Activity: Pictures in the data must not be copied, but everything else should be output exactly.

Records for this exercise:
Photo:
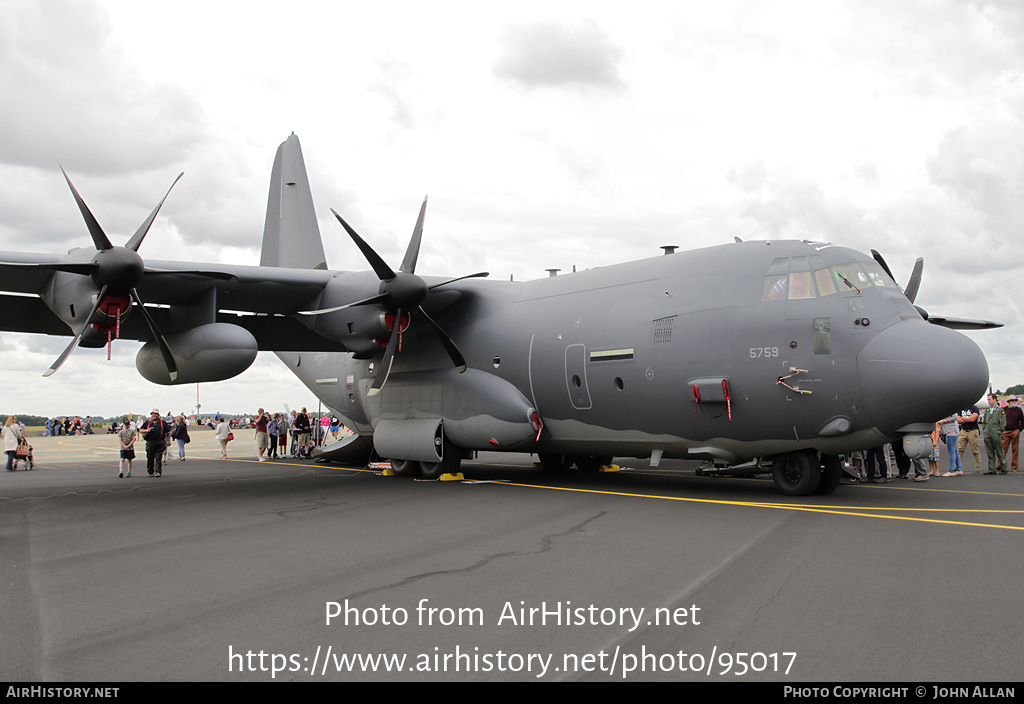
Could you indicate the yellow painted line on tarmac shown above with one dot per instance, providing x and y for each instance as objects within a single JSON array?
[{"x": 790, "y": 507}]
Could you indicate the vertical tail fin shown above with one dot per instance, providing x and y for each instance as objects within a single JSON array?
[{"x": 291, "y": 235}]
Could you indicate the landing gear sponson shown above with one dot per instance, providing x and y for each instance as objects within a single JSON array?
[{"x": 796, "y": 474}]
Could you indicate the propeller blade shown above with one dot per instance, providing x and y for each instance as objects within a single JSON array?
[
  {"x": 478, "y": 274},
  {"x": 98, "y": 236},
  {"x": 413, "y": 253},
  {"x": 450, "y": 346},
  {"x": 136, "y": 239},
  {"x": 962, "y": 323},
  {"x": 222, "y": 275},
  {"x": 365, "y": 302},
  {"x": 85, "y": 268},
  {"x": 914, "y": 283},
  {"x": 388, "y": 359},
  {"x": 74, "y": 343},
  {"x": 880, "y": 260},
  {"x": 381, "y": 268},
  {"x": 165, "y": 350}
]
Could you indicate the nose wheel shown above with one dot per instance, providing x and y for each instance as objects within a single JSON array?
[{"x": 450, "y": 464}]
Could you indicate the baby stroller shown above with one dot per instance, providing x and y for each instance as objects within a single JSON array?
[{"x": 24, "y": 453}]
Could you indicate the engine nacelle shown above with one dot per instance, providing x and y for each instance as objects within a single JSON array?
[{"x": 207, "y": 353}]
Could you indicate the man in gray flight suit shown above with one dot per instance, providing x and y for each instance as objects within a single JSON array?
[{"x": 993, "y": 421}]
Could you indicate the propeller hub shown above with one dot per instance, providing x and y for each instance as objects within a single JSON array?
[
  {"x": 406, "y": 291},
  {"x": 119, "y": 268}
]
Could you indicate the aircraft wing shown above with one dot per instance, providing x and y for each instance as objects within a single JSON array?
[{"x": 256, "y": 298}]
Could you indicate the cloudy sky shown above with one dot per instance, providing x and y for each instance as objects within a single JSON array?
[{"x": 546, "y": 134}]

Response to this task:
Photo:
Could you indicate the yellow painted line on tarmac shown above with one dot per instance, providing x and y for each instance as objects within a single JSON array?
[{"x": 790, "y": 507}]
Could you indicate the vertical tail fin shown above with one dot per instance, providing x and y for each instance as objects within a single JSON array?
[{"x": 291, "y": 235}]
Could you indicate the landing gear sponson shown above with one dot per instance, providing x and y for each instance as objects within a single JSON array?
[{"x": 796, "y": 474}]
Could you indicate the propeller blade shown above with one dot per instance, providing x and y for each instance as objects within a single JSON array?
[
  {"x": 478, "y": 274},
  {"x": 98, "y": 236},
  {"x": 413, "y": 253},
  {"x": 450, "y": 346},
  {"x": 136, "y": 239},
  {"x": 962, "y": 323},
  {"x": 222, "y": 275},
  {"x": 365, "y": 302},
  {"x": 85, "y": 268},
  {"x": 914, "y": 283},
  {"x": 388, "y": 359},
  {"x": 74, "y": 343},
  {"x": 880, "y": 260},
  {"x": 381, "y": 268},
  {"x": 165, "y": 350}
]
Could you indicate the nose wheel shown above with one dot per instance, providing x and y for each instance as objects within a single JSON array?
[{"x": 450, "y": 464}]
Could you indicate the baby stroller shown above with one dot per instance, providing x and y for each instance as objects within a single JSON array?
[{"x": 24, "y": 453}]
Could you indicate the engine nacelle shown above with one dot per instance, providing x and y for each instance as objects within a single JSON array?
[{"x": 207, "y": 353}]
Could you indicate the man in gray flight suit shown above with one dot per instance, providing x and y for each instance as objects within a single JSON array?
[{"x": 993, "y": 421}]
Could you indicate the propeller hub shown above with one dot per instance, providing x and y for each instance as objects within a single JSON array?
[
  {"x": 406, "y": 291},
  {"x": 119, "y": 268}
]
Could you indicate the aircraft wing shown above with one dot per instance, providing x and y for each instance as objects within a single JSON array?
[{"x": 256, "y": 298}]
Could you indicate the cloudy sky shown above with one dot per instance, providing x and y for each instance as objects within a single JSON array?
[{"x": 546, "y": 134}]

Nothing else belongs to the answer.